Sayyidina Umar Bin Khatthab radhiyallahu anhu mengatakan bahwa maskawin
tersebut diserahkan kepada baitul mal (lembaga resmi pemerintah) sebagai bentuk
hukuman. Bukan diserahkan buat wanita tersebut. Adapun sayyidina Ali Bin Abi
Thalib berpendapat bahwa mas kawin itu diserahkan kepada wanita bersangkutan.
Para ulama bersepakat bahwasanya, lelaki (bukan suami dari wanita
tersebut) haram hukumnya menikahi wanita yang telah dithalak (dicerein) suaminya
mana kala masa iddah wanita itu belum selesai. Hukum ini berlaku bagi wanita
yang bercere hidup, becere mati, thalaq fasakh, thalaq syubhat, thalaq raj’i,
thalaq bain shughra dan bain kubra. Larangan tersebut untuk menjaga nasab dan
menghormati haq suami sebelumnya. Apabila seorang lelaki menikahi wanita yang
dalam kondisi iddah, maka wajib dipisahkan. Berdasarkan firman Allah Taala:
وَلاَ تَعْزِمُوا عُقْدَةَ النِّكَاحِ حَتَّى يَبْلُغَ الْكِتَابُ
أَجَلَهُ
Janganlah kalian wahai para lelaki mengadakan akad nikah sehingga
hukum Allah itu jatuh temponya. (sampai selesai iddahnya).
Dalam kitab al-Istidzkar jilid 5 halaman 472-474, Imam Ibnu Abdil
Bar al-Qurthubiy menyimpulkan:
Imam Malik, Imam Auza’i dan Imam al-Laits mengambil pendapat
Sayyiduna Umar Bin Khatthab Radhiyallahu anhu:
مَنْ تَزَوَّجَ امْرَأَةً فِي عِدَّةٍ مِنْ غَيْرِهِ وَدَخَلَ بِهَا
فُرِّقَ بَيْنَهُمَا وَلَمْ تَحِلَّ لَهُ أَبَدًا
Siapa saja (lelaki) yang menikahi wanita pada masa iddahnya, lelaki
tersebut bukan suaminya lalu melakukan hubungan seksual dengan wanita itu, maka
wajib dipisahkan keduanya dan wanita itu sudah tidak boleh ia nikahi
selama-lamanya.

◇ ◇ ◇ ◇ ◇ ◇ ◇

### SOAL LATIHAN A
Tulis ulang baris catatan mulai dari awal catatan dan berakhir pada baris yang memuat "143 127 302 182", termasuk kedua ujungnya, dengan semua baris lain dipertahankan. Kalikan setiap angka koordinat kotak pada hasil dengan 1,9 dan bulatkan ke bilangan bulat terdekat, dengan nilai setengah dibulatkan ke atas.

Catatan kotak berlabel
◇ ◇ ◇ ◇ ◇ ◇ ◇

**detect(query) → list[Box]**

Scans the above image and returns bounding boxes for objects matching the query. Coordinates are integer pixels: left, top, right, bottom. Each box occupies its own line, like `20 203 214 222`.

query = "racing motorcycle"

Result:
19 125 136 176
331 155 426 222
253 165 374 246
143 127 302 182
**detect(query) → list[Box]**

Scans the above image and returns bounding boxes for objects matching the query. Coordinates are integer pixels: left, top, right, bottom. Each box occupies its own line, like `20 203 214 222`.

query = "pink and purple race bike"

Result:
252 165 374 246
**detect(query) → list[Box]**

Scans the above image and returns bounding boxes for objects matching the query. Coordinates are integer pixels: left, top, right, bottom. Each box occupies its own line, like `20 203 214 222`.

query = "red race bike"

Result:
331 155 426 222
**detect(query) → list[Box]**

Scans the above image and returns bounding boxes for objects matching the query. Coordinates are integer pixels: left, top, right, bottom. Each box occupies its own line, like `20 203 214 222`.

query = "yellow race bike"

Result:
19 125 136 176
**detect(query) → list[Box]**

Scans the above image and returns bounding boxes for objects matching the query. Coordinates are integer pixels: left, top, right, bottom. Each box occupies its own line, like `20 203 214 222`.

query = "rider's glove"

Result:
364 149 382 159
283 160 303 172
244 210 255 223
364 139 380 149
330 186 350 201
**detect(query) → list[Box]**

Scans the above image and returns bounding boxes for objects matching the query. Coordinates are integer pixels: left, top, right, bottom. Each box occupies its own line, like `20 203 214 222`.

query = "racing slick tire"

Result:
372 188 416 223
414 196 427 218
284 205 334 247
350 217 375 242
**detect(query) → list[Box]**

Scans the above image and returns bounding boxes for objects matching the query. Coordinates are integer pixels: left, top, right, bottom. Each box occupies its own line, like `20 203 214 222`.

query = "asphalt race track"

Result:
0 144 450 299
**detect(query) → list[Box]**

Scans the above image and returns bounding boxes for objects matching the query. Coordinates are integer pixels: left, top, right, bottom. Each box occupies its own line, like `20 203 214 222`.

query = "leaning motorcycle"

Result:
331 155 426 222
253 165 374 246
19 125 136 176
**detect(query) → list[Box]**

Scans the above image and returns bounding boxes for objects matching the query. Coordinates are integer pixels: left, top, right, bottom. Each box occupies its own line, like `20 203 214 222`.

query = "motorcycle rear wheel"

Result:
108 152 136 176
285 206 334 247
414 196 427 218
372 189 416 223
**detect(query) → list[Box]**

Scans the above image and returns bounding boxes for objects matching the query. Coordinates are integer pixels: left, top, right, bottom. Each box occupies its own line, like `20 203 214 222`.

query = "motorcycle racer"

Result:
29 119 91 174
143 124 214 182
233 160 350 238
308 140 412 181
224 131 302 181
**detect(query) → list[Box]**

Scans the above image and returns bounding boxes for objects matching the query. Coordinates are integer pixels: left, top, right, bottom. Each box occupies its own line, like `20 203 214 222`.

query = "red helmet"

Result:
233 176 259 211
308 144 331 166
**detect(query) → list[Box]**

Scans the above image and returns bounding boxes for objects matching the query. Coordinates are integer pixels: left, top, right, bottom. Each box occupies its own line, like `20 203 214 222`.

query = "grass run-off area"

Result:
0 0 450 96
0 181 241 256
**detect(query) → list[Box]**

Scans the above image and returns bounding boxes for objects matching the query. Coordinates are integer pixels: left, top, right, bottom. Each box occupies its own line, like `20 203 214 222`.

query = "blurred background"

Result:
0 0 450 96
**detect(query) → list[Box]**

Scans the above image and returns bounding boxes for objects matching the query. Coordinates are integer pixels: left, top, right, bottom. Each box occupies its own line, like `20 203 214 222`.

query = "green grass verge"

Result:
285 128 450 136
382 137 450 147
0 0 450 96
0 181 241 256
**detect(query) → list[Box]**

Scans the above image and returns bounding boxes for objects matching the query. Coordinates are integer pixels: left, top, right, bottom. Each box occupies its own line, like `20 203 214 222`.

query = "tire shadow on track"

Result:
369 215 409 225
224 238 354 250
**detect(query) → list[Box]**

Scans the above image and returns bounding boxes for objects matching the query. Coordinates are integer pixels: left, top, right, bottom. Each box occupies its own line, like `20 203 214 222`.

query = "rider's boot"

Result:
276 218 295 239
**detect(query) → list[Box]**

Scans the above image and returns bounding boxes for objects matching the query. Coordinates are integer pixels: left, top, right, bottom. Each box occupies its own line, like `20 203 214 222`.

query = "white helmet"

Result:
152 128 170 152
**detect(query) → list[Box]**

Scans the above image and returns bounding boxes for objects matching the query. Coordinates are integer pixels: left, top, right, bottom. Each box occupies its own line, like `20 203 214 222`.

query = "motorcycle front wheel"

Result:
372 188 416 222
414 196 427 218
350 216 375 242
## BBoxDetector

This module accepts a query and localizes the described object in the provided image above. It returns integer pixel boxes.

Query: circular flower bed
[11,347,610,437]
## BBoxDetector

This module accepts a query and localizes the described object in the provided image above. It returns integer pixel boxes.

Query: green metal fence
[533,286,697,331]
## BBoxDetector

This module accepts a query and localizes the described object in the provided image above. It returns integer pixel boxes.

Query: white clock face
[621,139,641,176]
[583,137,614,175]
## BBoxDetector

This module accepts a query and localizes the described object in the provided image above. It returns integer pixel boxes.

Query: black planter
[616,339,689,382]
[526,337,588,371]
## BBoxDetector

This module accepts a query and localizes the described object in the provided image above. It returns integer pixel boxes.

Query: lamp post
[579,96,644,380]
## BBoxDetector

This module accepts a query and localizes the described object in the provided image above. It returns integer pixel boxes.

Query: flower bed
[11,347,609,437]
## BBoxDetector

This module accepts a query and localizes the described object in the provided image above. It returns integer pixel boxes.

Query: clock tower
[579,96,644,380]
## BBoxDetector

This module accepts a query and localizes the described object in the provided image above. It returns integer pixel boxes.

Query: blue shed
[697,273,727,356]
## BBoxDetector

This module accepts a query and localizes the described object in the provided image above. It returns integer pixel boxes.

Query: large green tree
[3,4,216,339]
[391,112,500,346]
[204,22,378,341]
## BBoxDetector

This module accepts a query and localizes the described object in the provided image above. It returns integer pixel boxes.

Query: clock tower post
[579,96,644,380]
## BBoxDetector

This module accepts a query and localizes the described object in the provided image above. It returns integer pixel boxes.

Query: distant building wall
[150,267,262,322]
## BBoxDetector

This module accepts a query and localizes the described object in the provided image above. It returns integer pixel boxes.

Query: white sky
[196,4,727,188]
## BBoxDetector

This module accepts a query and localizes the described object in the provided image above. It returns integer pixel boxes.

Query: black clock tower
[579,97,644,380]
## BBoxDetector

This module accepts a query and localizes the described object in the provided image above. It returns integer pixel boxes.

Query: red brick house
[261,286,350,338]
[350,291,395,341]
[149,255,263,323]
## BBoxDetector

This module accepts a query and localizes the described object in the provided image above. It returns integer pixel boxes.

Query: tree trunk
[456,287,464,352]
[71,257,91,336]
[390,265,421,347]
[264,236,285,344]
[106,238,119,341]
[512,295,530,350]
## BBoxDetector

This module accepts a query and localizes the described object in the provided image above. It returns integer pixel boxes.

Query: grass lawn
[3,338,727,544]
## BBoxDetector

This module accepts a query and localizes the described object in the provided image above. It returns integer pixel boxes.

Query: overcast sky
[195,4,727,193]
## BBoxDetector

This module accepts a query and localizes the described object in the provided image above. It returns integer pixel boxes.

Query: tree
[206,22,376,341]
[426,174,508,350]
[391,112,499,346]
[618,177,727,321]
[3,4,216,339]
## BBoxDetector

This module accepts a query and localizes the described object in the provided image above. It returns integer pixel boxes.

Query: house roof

◇ ◇ ◇ ◇ ◇ ◇ ◇

### SOAL LATIHAN B
Menurut teks tentang masa iddah, imam mana saja yang mengambil pendapat Sayyiduna Umar Bin Khatthab? Sebutkan semuanya.

### JAWABAN LENGKAP A
**detect(query) → list[Box]**

Scans the above image and returns bounding boxes for objects matching the query. Coordinates are integer pixels: left, top, right, bottom. Each box occupies its own line, like `20 203 214 222`.

query = "racing motorcycle"

Result:
36 238 258 334
629 295 809 422
481 314 711 467
272 241 574 346

### JAWABAN LENGKAP B
Imam Malik, Imam Auza’i, dan Imam al-Laits.